> **PROBLEM TO WORK ON**:
Reproduce the lines of the following entries word for word, leaving out the pictures.
## begin
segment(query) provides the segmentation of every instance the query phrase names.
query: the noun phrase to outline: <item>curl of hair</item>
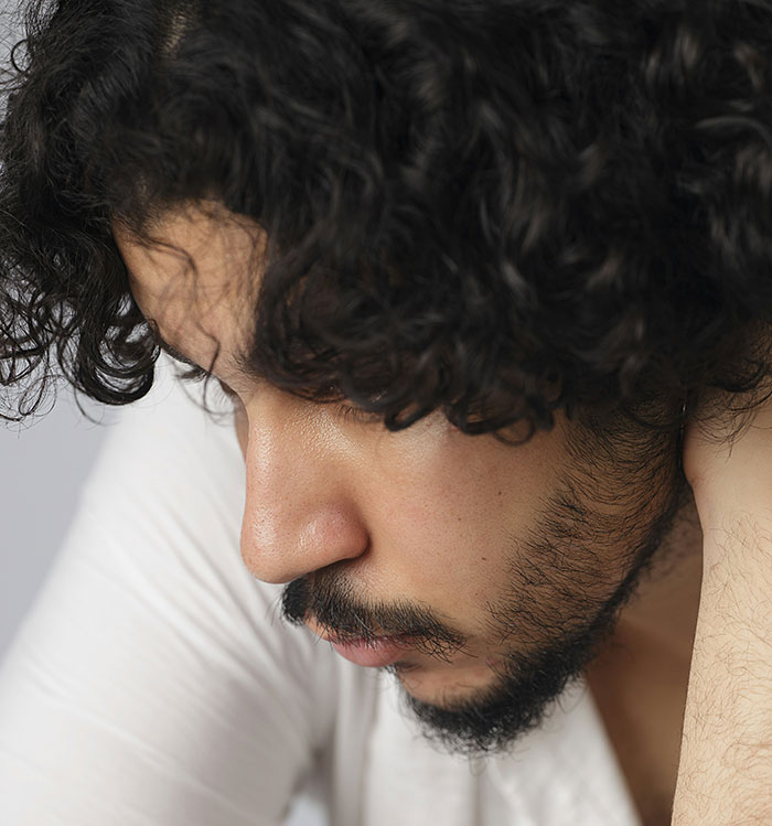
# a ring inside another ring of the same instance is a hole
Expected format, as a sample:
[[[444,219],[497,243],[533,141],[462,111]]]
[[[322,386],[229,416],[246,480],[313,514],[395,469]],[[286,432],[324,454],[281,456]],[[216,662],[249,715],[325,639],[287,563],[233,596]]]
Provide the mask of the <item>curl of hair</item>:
## end
> **FINISHED EXERCISE**:
segment(query) provides the segmentation of every instance the query phrase names.
query: the noun phrase to outline: <item>curl of hair</item>
# a ring inside another ring of the same instance is a hole
Expected format, as a sample:
[[[444,219],[497,243],[533,141],[462,111]]]
[[[322,386],[229,416],[246,480],[313,514],[395,469]],[[286,432],[324,454],[281,456]],[[216,662],[249,715],[325,639],[287,563],[233,596]]]
Provide the mask of the <item>curl of hair</item>:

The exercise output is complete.